### WHAT TO DO
Format the records below as a Markdown table with two columns, Row and Line, with one numbered row per line and no blank lines. Begin at the line that contains "Can you tell me where the bird's foot" and stop after the line that contains "top-left (0, 0), bottom-right (400, 346)".

### STORED ROWS

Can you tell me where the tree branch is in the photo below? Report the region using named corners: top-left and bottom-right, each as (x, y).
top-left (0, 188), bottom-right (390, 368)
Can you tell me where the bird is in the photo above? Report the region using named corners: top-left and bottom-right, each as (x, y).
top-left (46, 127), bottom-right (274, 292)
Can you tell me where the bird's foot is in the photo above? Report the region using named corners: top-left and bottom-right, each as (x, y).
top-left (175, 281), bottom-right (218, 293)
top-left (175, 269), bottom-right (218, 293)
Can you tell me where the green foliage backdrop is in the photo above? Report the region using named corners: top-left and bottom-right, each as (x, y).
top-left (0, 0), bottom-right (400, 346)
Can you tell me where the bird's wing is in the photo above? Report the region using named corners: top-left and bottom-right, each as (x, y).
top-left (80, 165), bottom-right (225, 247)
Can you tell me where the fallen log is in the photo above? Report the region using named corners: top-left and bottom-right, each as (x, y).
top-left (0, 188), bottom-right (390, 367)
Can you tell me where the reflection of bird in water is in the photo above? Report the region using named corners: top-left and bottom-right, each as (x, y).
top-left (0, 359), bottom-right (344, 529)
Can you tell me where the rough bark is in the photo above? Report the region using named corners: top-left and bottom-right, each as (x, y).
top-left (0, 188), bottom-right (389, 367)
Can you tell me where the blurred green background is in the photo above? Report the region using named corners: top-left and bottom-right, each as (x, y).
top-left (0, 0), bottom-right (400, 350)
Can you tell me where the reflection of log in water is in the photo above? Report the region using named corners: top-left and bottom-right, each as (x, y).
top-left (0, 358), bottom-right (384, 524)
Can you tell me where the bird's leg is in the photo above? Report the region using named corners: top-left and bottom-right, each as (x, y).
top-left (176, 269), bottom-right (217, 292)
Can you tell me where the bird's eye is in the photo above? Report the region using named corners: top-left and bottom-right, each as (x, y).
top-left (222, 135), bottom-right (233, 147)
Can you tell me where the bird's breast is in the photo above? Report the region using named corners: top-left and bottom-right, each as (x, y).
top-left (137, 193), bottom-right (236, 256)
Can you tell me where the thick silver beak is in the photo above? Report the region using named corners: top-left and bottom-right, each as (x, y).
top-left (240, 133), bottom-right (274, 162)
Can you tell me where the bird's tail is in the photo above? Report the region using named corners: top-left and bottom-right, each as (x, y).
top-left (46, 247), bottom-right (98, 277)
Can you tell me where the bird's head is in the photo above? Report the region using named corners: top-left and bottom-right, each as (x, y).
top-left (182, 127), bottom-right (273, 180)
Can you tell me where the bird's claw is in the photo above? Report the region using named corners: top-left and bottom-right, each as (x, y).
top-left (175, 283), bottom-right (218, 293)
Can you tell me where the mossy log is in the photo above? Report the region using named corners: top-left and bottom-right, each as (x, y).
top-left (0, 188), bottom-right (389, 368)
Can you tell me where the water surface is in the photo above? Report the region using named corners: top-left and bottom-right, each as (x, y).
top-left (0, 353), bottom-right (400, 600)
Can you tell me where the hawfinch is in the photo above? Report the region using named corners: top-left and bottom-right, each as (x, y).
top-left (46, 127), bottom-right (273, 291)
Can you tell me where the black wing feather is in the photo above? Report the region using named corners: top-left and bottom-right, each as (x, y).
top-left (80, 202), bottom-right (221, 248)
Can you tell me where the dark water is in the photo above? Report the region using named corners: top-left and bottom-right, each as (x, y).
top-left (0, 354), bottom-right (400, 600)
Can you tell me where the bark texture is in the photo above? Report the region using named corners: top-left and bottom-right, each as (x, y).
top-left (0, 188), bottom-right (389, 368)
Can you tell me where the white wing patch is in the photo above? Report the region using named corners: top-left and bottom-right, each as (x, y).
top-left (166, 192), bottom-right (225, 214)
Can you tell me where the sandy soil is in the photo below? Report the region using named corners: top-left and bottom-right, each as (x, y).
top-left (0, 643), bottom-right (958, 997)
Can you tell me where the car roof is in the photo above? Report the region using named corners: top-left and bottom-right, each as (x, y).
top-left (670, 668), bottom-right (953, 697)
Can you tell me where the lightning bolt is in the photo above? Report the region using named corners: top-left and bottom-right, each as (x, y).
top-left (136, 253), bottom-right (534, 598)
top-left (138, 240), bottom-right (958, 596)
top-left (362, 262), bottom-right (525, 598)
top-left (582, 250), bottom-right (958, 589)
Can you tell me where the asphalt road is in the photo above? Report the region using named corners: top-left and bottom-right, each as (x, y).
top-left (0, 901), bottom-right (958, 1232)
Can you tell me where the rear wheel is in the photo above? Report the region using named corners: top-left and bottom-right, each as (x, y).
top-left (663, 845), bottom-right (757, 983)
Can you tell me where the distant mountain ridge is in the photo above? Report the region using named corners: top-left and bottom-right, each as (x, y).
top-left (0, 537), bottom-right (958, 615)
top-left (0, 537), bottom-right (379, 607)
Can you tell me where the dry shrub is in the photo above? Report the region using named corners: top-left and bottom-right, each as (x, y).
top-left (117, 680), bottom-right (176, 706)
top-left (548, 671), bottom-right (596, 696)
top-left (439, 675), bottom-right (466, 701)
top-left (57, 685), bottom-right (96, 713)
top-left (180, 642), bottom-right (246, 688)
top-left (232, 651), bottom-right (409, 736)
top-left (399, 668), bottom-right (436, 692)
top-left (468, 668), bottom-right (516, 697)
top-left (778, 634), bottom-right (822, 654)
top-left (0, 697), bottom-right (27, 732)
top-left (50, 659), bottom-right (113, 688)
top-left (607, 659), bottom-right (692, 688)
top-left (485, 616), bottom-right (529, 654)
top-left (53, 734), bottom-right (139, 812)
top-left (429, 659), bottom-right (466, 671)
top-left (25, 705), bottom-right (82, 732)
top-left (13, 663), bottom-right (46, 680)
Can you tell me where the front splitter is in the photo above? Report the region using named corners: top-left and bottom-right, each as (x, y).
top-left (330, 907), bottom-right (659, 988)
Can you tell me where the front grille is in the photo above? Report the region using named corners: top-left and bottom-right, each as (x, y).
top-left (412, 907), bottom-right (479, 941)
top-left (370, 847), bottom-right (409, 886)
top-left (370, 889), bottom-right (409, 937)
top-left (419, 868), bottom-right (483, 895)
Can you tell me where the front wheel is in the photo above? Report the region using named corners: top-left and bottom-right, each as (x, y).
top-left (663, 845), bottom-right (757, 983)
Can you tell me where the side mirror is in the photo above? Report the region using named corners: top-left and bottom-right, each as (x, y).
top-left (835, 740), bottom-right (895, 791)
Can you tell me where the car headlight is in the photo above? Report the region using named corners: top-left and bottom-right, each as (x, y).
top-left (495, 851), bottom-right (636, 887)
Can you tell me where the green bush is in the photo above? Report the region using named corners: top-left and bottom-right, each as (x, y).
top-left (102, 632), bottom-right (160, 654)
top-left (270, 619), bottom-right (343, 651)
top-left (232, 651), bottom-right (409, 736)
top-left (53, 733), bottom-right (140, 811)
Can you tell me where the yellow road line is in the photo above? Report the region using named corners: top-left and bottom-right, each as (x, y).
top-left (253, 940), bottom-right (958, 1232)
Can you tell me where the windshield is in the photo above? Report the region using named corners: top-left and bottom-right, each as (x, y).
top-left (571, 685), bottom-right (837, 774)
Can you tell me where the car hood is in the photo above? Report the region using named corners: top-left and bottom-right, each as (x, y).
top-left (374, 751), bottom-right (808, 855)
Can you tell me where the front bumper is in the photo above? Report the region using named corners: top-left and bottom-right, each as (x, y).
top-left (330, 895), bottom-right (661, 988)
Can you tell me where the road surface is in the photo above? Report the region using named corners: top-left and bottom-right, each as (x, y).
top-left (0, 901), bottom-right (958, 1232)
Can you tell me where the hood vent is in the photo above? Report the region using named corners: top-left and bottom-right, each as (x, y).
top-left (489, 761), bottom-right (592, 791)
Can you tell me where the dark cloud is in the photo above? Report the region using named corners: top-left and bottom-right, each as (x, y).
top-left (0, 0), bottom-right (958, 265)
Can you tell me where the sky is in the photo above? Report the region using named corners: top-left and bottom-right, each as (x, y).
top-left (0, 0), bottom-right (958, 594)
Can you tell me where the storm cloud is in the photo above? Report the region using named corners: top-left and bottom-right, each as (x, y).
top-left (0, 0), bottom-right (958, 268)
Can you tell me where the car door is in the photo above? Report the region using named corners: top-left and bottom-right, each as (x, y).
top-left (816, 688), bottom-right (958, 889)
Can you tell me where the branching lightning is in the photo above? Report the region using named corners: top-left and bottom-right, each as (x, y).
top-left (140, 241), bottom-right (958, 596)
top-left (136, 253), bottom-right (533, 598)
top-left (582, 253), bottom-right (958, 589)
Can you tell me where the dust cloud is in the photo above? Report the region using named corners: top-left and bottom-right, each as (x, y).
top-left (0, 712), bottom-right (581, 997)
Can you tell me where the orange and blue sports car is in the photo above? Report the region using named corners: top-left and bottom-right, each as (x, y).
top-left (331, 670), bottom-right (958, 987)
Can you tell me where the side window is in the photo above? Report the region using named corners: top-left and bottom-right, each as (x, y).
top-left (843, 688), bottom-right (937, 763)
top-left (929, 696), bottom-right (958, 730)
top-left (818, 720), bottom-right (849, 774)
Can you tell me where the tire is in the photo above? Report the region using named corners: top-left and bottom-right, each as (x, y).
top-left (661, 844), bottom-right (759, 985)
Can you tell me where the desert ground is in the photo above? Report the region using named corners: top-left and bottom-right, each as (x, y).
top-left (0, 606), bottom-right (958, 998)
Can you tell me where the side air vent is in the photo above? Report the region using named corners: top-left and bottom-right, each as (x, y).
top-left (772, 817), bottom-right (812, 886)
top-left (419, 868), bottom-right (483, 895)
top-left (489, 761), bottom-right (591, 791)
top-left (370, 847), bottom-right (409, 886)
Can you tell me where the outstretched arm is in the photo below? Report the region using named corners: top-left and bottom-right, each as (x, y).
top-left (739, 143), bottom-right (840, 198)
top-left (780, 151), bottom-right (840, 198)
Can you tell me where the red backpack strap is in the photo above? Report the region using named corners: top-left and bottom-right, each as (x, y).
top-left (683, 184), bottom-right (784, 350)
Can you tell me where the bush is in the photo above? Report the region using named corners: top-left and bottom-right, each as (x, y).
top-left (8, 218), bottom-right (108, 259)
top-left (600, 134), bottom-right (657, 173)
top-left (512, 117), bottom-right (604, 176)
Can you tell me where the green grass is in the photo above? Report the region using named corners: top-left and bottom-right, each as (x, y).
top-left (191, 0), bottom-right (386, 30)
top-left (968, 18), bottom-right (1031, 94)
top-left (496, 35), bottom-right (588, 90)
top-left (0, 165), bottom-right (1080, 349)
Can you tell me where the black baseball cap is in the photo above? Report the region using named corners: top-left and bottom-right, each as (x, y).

### EXERCISE SOLUTION
| Row | Line |
|---|---|
| 1 | Can you tell me where the bird's foot is in the photo above? Report the region using named corners: top-left and bottom-right, each as (x, y). |
| 2 | top-left (175, 281), bottom-right (218, 293) |
| 3 | top-left (175, 269), bottom-right (218, 293) |
| 4 | Can you tell me where the green foliage backdrop is in the photo above? Report the region using named corners: top-left and bottom-right, each as (x, y). |
| 5 | top-left (0, 0), bottom-right (400, 346) |